━━━ Supplied data ━━━

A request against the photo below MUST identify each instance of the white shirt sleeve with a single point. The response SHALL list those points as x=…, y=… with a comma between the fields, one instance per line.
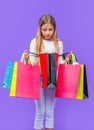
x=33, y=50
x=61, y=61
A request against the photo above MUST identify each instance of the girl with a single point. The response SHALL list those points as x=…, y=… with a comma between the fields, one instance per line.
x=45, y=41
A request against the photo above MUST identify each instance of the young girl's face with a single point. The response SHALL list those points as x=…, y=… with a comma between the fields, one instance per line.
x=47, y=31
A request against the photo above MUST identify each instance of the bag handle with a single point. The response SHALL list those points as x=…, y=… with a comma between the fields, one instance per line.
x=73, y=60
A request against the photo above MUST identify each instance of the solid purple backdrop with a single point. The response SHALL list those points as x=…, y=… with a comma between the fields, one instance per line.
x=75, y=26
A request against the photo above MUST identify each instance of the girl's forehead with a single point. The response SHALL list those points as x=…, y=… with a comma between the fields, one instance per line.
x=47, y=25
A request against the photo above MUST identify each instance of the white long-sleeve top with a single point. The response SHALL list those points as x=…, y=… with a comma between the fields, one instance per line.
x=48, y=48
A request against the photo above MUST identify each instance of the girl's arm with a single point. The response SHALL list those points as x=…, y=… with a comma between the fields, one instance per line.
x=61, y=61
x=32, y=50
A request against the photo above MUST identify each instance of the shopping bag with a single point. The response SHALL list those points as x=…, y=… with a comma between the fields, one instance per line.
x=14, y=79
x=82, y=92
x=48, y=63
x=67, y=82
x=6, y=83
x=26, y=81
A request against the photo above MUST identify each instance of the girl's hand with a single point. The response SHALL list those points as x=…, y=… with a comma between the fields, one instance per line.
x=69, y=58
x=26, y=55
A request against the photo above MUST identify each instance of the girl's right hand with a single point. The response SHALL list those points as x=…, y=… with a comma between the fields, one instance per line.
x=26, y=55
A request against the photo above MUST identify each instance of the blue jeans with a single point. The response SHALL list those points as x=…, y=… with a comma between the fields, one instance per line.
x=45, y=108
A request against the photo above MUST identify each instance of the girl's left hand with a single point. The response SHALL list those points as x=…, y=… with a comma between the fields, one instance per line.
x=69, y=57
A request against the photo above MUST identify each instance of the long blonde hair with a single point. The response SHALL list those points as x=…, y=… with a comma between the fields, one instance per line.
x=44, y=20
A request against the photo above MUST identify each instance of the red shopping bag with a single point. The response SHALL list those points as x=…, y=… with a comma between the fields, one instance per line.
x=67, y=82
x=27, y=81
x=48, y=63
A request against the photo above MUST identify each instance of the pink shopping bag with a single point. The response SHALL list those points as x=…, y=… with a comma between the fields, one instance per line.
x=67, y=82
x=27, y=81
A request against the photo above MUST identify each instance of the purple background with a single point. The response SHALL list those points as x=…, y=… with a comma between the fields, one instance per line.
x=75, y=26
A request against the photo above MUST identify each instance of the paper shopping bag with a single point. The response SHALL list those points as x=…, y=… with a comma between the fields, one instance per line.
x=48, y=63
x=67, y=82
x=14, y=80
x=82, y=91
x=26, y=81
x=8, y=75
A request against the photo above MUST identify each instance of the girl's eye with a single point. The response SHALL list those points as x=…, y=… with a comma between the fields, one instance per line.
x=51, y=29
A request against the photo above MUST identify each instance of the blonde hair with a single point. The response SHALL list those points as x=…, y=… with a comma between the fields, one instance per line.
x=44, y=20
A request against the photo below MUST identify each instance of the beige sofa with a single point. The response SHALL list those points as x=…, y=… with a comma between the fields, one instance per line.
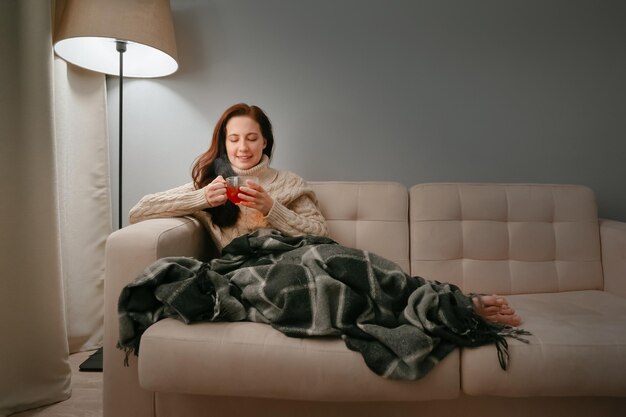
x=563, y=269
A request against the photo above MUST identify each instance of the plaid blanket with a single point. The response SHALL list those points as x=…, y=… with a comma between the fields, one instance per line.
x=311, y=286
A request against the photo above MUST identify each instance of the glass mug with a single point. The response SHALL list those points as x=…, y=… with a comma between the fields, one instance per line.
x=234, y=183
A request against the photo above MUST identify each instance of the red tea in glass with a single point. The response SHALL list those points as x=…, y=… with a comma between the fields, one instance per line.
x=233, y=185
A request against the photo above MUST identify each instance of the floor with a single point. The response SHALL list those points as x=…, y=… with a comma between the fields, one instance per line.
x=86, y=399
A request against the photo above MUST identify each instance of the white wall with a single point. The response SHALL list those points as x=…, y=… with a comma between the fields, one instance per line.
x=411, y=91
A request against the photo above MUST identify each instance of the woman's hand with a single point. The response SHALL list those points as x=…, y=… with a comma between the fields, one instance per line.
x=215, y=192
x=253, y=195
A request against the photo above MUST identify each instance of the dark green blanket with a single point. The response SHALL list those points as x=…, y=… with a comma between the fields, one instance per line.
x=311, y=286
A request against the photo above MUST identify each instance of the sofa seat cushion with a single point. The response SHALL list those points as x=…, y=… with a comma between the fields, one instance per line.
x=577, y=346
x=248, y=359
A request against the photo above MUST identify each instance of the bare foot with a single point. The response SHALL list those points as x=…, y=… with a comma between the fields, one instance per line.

━━━

How to complete this task:
Repeat the records word for word. Any picture in them should be left out.

Output for this task:
A request against the photo below MUST identify each instance of the white shirt sleeve with a single point. The response SHALL list those points as x=…, y=… with a comma between the fields, one instance per line.
x=33, y=50
x=61, y=61
A request against the photo above MUST identify each instance of the girl with a single point. The response SHALL list those points as x=…, y=… with a comma between the fields, one instance per line.
x=45, y=41
A request against the photo above MUST identify each instance of the young girl's face with a single point. The response SHALL list those points as x=…, y=… with a comma between the fields, one instance per line.
x=47, y=31
A request against the photo above MUST identify each instance of the bag handle with a single point. The response SHALL list those points as x=…, y=… with a comma between the fields, one instance per line.
x=73, y=60
A request against the photo above MUST identify each instance of the solid purple backdrop with a single point. The response SHALL list those points as x=…, y=… with a comma between the fields, one instance per line.
x=75, y=26
A request against the photo above MUST identify each instance of the girl's forehead with a single point. The response SHALL list those points as x=…, y=… with a comma between the fields, one instance per line.
x=47, y=25
A request against the photo above MUST identify each instance of the white long-sleeve top with a single point. The response SHALL list those points as x=…, y=… with a comma between the fields, one instance per line.
x=48, y=48
A request against the photo above MUST identify each instance of the girl's arm with a single point. The response SHALL list those points as x=…, y=… with a comma between the fields, one instance per line.
x=61, y=61
x=32, y=50
A request against the photo above MUST identify each instance of the shopping bag with a single point. The response SHALL list those points as x=…, y=… with a comma between the fields, one instance per line.
x=14, y=79
x=82, y=92
x=48, y=63
x=67, y=82
x=6, y=83
x=26, y=81
A request against the photo above MUST identify each instance of the girl's hand with a single point. The response SHALL list those points as x=…, y=… with a comma between the fields, one instance per line.
x=69, y=58
x=26, y=55
A request against the photo above MUST identify each instance of the girl's right hand with a single point. The response SHALL list those points as x=…, y=… with a comma between the fields, one instance per line.
x=26, y=55
A request against the photo above MUST identify each instance of the blue jeans with a single point. The response SHALL list those points as x=…, y=… with a comma between the fields, one instance per line.
x=45, y=108
A request against the photo above MUST identify each instance of the girl's left hand with a single point. The response SHALL list those points as x=…, y=… with a comma between the fields, one instance per line.
x=69, y=57
A request against the photo above MUST identify each instance of the long blonde hair with a single point. The response SHALL list those points as x=…, y=… with a comma between the fields, one instance per line.
x=44, y=20
A request against the photo above MUST identify each instance of the red shopping bag with a single point. The response SHALL list those points as x=…, y=… with a comma between the fields, one instance per line.
x=67, y=82
x=27, y=81
x=48, y=63
A request against the photo above MUST identify each instance of the pink shopping bag with a single point. The response SHALL list those points as x=…, y=… with a comma between the fields, one instance per line.
x=67, y=82
x=27, y=81
A request against the photo above MUST identify each instance of the purple background with a single point. The response SHALL list those points as x=…, y=… with a comma between the fields, one instance per line.
x=75, y=26
A request against the photo above MUST identify each instance of the paper shopping bag with a single point. The response SHALL list those points as x=…, y=… with a comma between the fields, one instance per line.
x=48, y=63
x=67, y=82
x=14, y=80
x=82, y=91
x=26, y=81
x=8, y=75
A request against the photo above MUST identify each instance of the girl's eye with a single point. The response SHALL list those points as x=…, y=… with a comma between the fields, one instance per line.
x=51, y=29
A request against the photo above MUST identify each instance of the blonde hair with a single point. The response SHALL list those points as x=…, y=… with a comma between the fields, one instance per line.
x=44, y=20
A request against the photo below MUST identify each instance of the beige sofa with a single point. The response SHALL list those points as x=…, y=… with a comma between the fields, one instance per line.
x=563, y=269
A request against the photo above MUST identify each instance of the plaid blanket with a single point. The response SHALL list those points as x=…, y=… with a comma between the fields, one instance per line.
x=311, y=286
A request against the photo above MUST identify each instance of the glass mug with a single point. The response SHALL list those points as x=…, y=… with a comma between the fields, one instance per line.
x=234, y=183
A request against the photo above MUST identify each instance of the red tea in glass with a single point. The response SHALL list those points as x=…, y=… with a comma between the fields, one instance per line.
x=233, y=185
A request against the photo above MUST identify each instance of the floor with a single point. The response SHALL list those points as x=…, y=… with a comma between the fields, one instance per line.
x=86, y=399
A request against the photo above MUST identify each instance of the white wall with a single point. The response SHALL list those points as x=…, y=… with a comma between the fields, one instance per line.
x=411, y=91
A request against the photo above MUST identify each instance of the woman's hand with a single point. The response SHALL list those points as x=…, y=… with a comma between the fields, one instance per line.
x=215, y=192
x=253, y=195
A request against the photo above MUST identify each instance of the dark green blanket with a single point. The response SHALL list those points as x=…, y=… with a comma between the fields, one instance per line.
x=311, y=286
A request against the photo above MUST identify each instance of the sofa seat cushion with a single point. The response SHALL list those points as x=…, y=… with a comma between the fields, one instance per line.
x=577, y=346
x=248, y=359
A request against the photo above MUST identify each instance of the bare foot with a single point. The response SHALL list those points as x=…, y=… with a comma between the fields, one instance per line.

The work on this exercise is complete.